> _Extracted data_
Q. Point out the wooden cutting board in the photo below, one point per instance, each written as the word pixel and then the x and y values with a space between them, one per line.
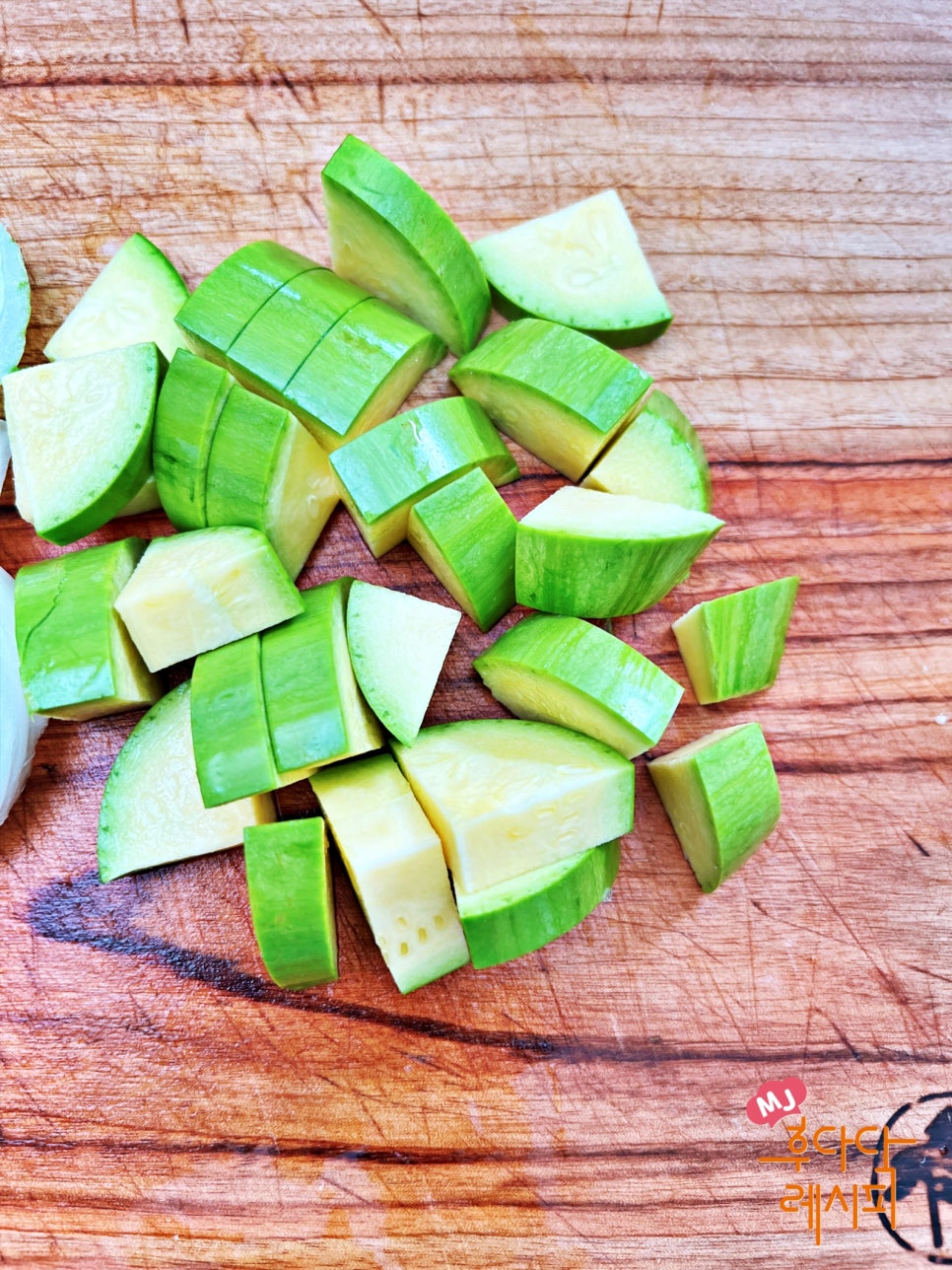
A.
pixel 162 1105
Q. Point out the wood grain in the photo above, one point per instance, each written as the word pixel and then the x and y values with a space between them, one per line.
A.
pixel 162 1105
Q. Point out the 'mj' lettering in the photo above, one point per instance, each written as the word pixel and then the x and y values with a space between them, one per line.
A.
pixel 776 1098
pixel 774 1103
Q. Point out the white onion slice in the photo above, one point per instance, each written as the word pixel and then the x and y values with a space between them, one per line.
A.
pixel 19 731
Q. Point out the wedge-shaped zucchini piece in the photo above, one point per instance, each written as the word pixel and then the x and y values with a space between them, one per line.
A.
pixel 466 533
pixel 197 591
pixel 268 472
pixel 397 645
pixel 225 303
pixel 396 867
pixel 76 660
pixel 585 554
pixel 82 439
pixel 185 417
pixel 732 645
pixel 559 392
pixel 132 301
pixel 565 670
pixel 287 327
pixel 659 457
pixel 386 471
pixel 361 373
pixel 291 895
pixel 508 797
pixel 721 795
pixel 153 811
pixel 315 711
pixel 19 729
pixel 391 238
pixel 581 265
pixel 14 304
pixel 230 726
pixel 522 915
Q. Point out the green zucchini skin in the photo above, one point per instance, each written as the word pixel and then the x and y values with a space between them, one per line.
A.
pixel 516 917
pixel 291 895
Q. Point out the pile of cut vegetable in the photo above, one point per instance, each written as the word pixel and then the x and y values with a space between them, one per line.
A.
pixel 246 410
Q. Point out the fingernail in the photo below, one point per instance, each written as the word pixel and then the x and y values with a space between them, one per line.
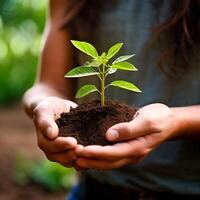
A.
pixel 113 134
pixel 49 131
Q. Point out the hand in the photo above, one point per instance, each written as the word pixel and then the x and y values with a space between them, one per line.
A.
pixel 151 125
pixel 57 149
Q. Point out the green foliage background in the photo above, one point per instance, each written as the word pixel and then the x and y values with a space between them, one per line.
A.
pixel 21 27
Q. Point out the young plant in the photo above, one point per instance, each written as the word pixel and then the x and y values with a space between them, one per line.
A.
pixel 99 66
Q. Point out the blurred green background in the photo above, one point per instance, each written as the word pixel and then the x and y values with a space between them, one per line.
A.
pixel 25 172
pixel 21 27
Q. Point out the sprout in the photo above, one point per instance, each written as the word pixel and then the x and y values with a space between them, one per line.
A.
pixel 99 66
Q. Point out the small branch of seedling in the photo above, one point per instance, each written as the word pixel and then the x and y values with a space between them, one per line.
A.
pixel 100 67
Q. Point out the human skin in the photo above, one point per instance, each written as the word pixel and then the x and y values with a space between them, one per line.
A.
pixel 52 94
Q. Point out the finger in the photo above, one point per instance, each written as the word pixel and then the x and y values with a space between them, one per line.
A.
pixel 47 125
pixel 66 159
pixel 129 130
pixel 57 145
pixel 134 148
pixel 103 165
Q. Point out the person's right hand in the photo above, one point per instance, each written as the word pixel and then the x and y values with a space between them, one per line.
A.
pixel 56 149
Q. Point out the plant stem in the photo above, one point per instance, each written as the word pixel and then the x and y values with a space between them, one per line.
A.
pixel 103 86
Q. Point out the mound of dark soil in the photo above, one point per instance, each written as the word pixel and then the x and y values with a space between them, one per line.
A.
pixel 89 121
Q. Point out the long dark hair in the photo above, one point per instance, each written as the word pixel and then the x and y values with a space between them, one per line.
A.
pixel 180 32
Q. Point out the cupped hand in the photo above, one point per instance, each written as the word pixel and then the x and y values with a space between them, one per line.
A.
pixel 151 125
pixel 57 149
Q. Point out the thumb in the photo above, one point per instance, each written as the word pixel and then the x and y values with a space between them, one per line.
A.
pixel 119 132
pixel 128 130
pixel 47 126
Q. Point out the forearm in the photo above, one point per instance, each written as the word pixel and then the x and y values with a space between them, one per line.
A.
pixel 56 59
pixel 188 122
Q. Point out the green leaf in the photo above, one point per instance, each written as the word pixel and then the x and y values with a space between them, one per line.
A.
pixel 112 70
pixel 123 58
pixel 85 90
pixel 113 50
pixel 125 85
pixel 81 72
pixel 124 66
pixel 85 47
pixel 93 63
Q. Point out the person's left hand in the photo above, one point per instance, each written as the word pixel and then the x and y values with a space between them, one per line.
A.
pixel 151 125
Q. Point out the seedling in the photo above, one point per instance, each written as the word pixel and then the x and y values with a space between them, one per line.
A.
pixel 99 66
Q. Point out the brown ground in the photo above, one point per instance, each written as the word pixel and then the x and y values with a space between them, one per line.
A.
pixel 17 135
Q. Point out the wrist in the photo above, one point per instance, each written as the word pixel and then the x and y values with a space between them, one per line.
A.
pixel 179 121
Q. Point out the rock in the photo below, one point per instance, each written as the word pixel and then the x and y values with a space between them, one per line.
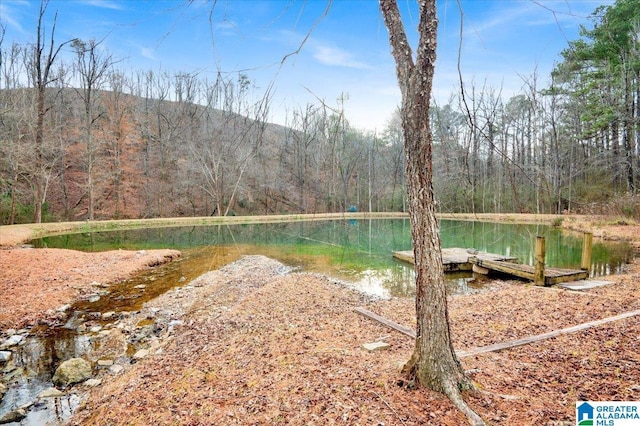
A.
pixel 64 308
pixel 74 370
pixel 92 383
pixel 13 416
pixel 14 340
pixel 140 354
pixel 50 393
pixel 116 369
pixel 375 346
pixel 105 362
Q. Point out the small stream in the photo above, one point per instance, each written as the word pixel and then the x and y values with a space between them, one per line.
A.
pixel 355 254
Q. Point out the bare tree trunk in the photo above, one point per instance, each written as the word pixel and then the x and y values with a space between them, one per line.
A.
pixel 433 363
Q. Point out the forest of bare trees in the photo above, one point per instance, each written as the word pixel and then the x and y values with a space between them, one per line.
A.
pixel 82 138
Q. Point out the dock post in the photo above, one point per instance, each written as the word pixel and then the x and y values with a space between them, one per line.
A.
pixel 587 244
pixel 539 261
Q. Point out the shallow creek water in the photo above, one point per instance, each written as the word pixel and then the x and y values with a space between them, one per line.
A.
pixel 84 326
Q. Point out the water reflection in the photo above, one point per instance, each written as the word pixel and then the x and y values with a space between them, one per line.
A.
pixel 359 251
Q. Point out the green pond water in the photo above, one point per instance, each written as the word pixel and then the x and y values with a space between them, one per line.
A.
pixel 356 251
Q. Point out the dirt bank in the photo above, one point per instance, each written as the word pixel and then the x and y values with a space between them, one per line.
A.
pixel 261 346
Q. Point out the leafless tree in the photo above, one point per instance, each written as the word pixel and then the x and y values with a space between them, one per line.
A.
pixel 433 363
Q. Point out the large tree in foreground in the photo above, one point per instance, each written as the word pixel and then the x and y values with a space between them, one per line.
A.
pixel 433 363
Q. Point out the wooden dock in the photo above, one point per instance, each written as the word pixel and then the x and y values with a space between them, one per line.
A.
pixel 457 259
pixel 551 275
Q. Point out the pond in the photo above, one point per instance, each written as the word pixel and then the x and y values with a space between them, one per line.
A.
pixel 356 251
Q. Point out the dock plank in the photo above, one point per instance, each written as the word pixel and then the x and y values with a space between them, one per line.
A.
pixel 551 275
pixel 456 259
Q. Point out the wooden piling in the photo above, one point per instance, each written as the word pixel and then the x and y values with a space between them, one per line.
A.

> _Work instruction_
Each line from the one that contains "Q. Point out the dock plank" through the end of the records must be repeated exactly. No other line belongs in the answer.

> _Solution to this exercise_
Q. Point out the dock plank in the photo above, one point per instance, each written as the word pixel and then the x and y values with a space between them, one per line.
A.
pixel 551 275
pixel 456 259
Q. Point out the wooden piling in the photo above, one point per instance, each written as the word pixel and then the x and y values with a space between them, one per line.
A.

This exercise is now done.